▶

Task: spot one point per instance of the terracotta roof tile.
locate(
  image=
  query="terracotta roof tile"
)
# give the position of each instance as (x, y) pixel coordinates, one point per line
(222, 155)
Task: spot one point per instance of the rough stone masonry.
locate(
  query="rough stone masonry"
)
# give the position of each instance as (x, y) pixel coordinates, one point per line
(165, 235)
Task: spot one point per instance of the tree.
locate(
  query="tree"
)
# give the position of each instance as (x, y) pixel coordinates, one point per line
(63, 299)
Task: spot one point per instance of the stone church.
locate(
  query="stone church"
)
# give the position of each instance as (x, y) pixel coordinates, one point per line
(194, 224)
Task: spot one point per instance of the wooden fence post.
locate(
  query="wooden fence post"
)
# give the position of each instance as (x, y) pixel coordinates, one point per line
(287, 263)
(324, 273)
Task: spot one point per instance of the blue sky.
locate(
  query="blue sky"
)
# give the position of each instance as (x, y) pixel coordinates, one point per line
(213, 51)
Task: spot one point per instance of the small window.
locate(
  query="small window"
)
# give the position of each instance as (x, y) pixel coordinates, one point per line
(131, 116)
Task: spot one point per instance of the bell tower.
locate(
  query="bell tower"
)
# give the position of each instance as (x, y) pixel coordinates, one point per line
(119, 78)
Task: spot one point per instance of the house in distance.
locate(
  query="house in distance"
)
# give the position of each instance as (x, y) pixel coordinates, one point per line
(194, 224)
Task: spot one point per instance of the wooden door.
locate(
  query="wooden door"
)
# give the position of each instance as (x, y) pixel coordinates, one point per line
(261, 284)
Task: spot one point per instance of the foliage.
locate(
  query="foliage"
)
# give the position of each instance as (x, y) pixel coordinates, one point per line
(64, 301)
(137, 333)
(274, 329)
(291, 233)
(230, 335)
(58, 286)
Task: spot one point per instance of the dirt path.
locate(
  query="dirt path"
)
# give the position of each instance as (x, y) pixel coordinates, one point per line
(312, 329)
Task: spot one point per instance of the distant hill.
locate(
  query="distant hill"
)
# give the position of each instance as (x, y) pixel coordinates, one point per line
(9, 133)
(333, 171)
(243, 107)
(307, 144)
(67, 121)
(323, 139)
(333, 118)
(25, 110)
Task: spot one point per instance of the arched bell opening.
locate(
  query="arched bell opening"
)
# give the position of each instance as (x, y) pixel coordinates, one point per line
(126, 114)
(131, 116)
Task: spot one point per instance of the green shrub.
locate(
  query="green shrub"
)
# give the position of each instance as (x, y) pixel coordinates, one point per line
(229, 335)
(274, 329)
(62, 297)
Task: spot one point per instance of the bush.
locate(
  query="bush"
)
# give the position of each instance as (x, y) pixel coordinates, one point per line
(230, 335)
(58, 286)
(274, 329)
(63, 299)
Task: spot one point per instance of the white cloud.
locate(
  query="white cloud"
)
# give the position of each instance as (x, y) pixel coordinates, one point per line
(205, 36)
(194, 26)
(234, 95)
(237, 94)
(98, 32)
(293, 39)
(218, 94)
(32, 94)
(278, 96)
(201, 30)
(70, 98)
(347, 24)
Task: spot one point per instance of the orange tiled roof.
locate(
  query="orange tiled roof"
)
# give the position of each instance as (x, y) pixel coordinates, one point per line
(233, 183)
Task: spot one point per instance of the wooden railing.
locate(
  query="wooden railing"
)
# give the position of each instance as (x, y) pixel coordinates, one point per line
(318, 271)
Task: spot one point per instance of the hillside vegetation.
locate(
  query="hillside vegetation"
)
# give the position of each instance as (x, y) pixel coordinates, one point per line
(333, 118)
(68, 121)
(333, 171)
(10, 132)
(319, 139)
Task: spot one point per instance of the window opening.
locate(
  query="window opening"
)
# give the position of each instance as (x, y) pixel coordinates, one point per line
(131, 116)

◀

**GOAL:** Print the line containing "Task: spot one point per instance of the green" and every line after it to the end of the records above, exactly as written, and nothing else.

**OUTPUT FOR THIS EXERCISE:**
Task: spot one point per instance of the green shrub.
locate(
  query="green shrub"
)
# give the position of each instance as (x, y) pixel coordinates, one point per line
(229, 335)
(274, 329)
(62, 297)
Task: spot one point per instance of the bush.
locate(
  query="bush"
)
# give the position of each instance as (x, y) pixel coordinates, one point per line
(230, 335)
(58, 286)
(274, 329)
(63, 299)
Task: spot one point per instance of the white cloud.
locate(
  query="white cloud"
)
# give the position of each instance as (x, y) pixel coordinates, one point per line
(205, 36)
(194, 26)
(234, 95)
(237, 94)
(98, 32)
(293, 39)
(218, 94)
(32, 94)
(278, 96)
(201, 30)
(70, 98)
(347, 24)
Task: spot one point per instance of the orange tiled roof.
locate(
  query="orange tiled roof"
)
# give the position of each instance as (x, y) pixel coordinates, one point per line
(233, 183)
Task: spot one point per instance of the wooden railing.
locate(
  query="wooden railing"
)
# give the position of each instance as (x, y) pixel coordinates, one point per line
(318, 271)
Task: spot one point per instance of the hillside vegetation.
locate(
  query="hillside vegetation"
)
# give the position of each instance as (x, y) pixel coordinates, one point per line
(333, 118)
(68, 121)
(333, 171)
(10, 132)
(319, 139)
Task: spot one point per instance of the window opening.
locate(
  query="window opening"
)
# give the position of each instance as (x, y) pixel coordinates, one point per line
(131, 116)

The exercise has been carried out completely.